* TEXT PROVIDED *
James W. Wilson, Petitioner-appellant, v. United States of America, Respondent-appellee, 504 F.2d 59 (6th Cir. 1974)Annotate this Case
James W. Wilson, pro se.
George J. Long, U.S. Atty., James H. Barr, Asst. U.S. Atty., Louisville, Ky., for respondent-appellee.
Before PHILLIPS, Chief Judge, PECK, Circuit Judge, and CECIL, Senior Circuit Judge.
Petitioner-appellant perfected this appeal from an order of the district court denying relief under a motion filed pursuant to 28 U.S.C. 2255. Petitioner-appellant alleges that four previous convictions considered by the district court in the determination of the 1967 sentence imposed following a plea of guilty and presently under attack were constitutionally invalid under Gideon v. Wainwright, 372 U.S. 335, 83 S. Ct. 792, 9 L. Ed. 2d 799 (1963), because they were imposed in proceedings in which he was not represented by counsel, and argues that the present sentence therefore is invalid under United States v. Tucker, 404 U.S. 443, 92 S. Ct. 589, 30 L. Ed. 2d 592 (1973). The district court, in denying the present motion, held Tucker to be without application because therein there had been a prior adjudication as to the constitutionality of the prior convictions, while herein no such adjudication has been made.
Two of the previous convictions which appellant contends were unconstitutional under Gideon, supra, were for Dyer Act violations and were entered in the United States District Court for the Eastern District of North Carolina in 1952 and in the United States District Court for the Northern District of Mississippi in 1960. However, in both instances the record clearly establishes that he made a knowing and intelligent waiver of the right to counsel, and a collateral attack on those convictions on that ground will not be entertained on the sole basis of an attempted refutation of the record by bare allegation. In reaching this conclusion we are not unmindful of such decisions as those in the Fifth Circuit in Craig v. Beto, 458 F.2d 1131 (1972), and Mitchell v. United States, 482 F.2d 289 (1973), holding that when a habeas corpus or Section 2255 petitioner challenges the constitutionality of a previous conviction, evidence of which has been received for impeachment or enhancement of sentence purposes, on Gideon v. Wainwright grounds, a burden of proving the participation of defense counsel or of intelligent waiver is imposed upon the prosecution. Instead, we prefer the logic of an earlier Fifth Circuit opinion which stated:
'The convictions mentioned have been of record for a number of years, yet the record before us does not disclose that any attack has ever been made upon those convictions. Except for the assertions of Loper the record fails to furnish any conclusive information as to the facts and circumstances surrounding his former convictions. So far as the record before us reveals, there are outstanding, unchallenged, state court convictions of felonies in the States of Mississippi and Tennessee . . .. If the convictions possessed the infirmities which Loper claims, he has failed to make any effort to set them aside for over 30 years. No one else could have done so. Surely such an attack was available to him in view of the retroactive application of the Gideon decision which was decided over six years prior to the hearing under review.'1 1 Loper v. Beto, 440 F.2d 934, 037 (3 Cir. 1971).

* EXTRACTED MATERIAL *
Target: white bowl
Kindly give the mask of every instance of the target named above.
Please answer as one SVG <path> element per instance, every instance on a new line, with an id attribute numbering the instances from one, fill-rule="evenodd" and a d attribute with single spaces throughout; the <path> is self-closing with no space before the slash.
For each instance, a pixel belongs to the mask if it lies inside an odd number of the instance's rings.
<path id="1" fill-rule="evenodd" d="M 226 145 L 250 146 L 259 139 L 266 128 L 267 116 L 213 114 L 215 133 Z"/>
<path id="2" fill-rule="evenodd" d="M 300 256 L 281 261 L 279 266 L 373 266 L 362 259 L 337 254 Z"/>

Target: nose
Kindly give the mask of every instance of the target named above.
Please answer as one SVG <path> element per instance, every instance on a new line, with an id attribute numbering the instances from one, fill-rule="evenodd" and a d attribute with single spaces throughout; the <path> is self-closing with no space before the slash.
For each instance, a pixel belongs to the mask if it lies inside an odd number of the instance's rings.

* WHAT YOU NEED TO DO *
In the opinion on Wilson's appeal, why does the court refuse to hear a collateral attack on the two Dyer Act convictions from 1952 and 1960? Answer in one to three sentences. The records play no part in what comes next.

* RESPONSE *
In both cases the record clearly shows that he knowingly and intelligently waived his right to counsel. The court will not entertain an attack on that ground when it rests only on a bare allegation contradicting the record.